__Texto fornecido__
'''
Quando se fala em maternidade grande parte das mulheres associa essa experiência a algo maravilhoso, polvilhado de amor e ternura. Ser mãe é descrito, no geral, como uma experiência gratificante e bastante positiva.
Mas a maternidade implica uma mudança interna e identitária: de mulher e filha a mulher e mãe, com novos papéis, novas expectativas, numa reestruturação progressiva e contínua de ser e de estar. Sendo um processo relativamente tranquilo, mesmo em situações de gravidez não desejada, em função do contexto, das vivências e da estrutura da personalidade, nem sempre é assim.
A par da observação clínica, vários estudos vêm suportar a ideia de que uma gravidez indesejada (não quer dizer, necessariamente, não planeada), influencia o vínculo mãe-filho. Se a afetividade é um constructo complexo, nestes casos o afeto vai emergindo da ambivalência entre o sentimento de culpa pela rejeição e a tentativa de compreensão e aceitação. Em casos patológicos, a ligação mãe-bebé tem uma construção deficitária, levando à continuidade da rejeição, de forma mais ou menos evidente, após o nascimento.
'''
__Excertos de dados__
'''
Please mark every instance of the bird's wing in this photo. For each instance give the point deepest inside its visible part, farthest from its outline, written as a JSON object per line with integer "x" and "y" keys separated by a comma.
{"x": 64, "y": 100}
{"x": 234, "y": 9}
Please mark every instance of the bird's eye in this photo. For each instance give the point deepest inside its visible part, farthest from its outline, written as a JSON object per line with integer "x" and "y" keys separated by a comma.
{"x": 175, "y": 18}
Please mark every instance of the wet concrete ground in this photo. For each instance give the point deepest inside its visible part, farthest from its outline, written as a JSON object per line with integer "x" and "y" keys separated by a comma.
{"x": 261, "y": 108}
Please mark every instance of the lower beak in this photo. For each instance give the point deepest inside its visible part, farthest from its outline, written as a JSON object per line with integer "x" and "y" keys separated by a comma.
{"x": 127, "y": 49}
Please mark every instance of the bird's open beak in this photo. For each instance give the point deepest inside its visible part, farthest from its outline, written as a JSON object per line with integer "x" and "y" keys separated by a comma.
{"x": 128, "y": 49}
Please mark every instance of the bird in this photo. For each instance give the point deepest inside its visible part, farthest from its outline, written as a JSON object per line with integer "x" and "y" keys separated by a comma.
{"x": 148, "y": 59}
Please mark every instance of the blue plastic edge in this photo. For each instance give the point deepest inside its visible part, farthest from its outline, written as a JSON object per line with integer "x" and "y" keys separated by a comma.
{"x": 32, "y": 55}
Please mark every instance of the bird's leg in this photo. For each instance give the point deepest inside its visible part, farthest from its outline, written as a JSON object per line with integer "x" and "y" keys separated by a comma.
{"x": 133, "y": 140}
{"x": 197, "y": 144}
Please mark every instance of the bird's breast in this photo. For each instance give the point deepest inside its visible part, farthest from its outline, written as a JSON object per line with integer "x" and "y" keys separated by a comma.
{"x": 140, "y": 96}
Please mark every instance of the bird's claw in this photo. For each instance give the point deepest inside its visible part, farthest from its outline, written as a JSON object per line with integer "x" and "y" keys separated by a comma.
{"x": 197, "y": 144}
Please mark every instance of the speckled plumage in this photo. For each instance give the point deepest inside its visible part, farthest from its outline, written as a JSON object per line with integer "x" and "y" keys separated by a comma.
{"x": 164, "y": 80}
'''
__Enunciado da tarefa__
Responde a estas perguntas sobre o texto da maternidade:
1. Como é descrito, no geral, ser mãe?
2. Que mudança de papel a maternidade traz à mulher?
3. Em casos patológicos, a que leva a construção deficitária da ligação mãe-bebé?

__Resposta__
1. Como uma experiência gratificante e bastante positiva.
2. A mulher passa de mulher e filha a mulher e mãe.
3. À continuidade da rejeição, de forma mais ou menos evidente, após o nascimento.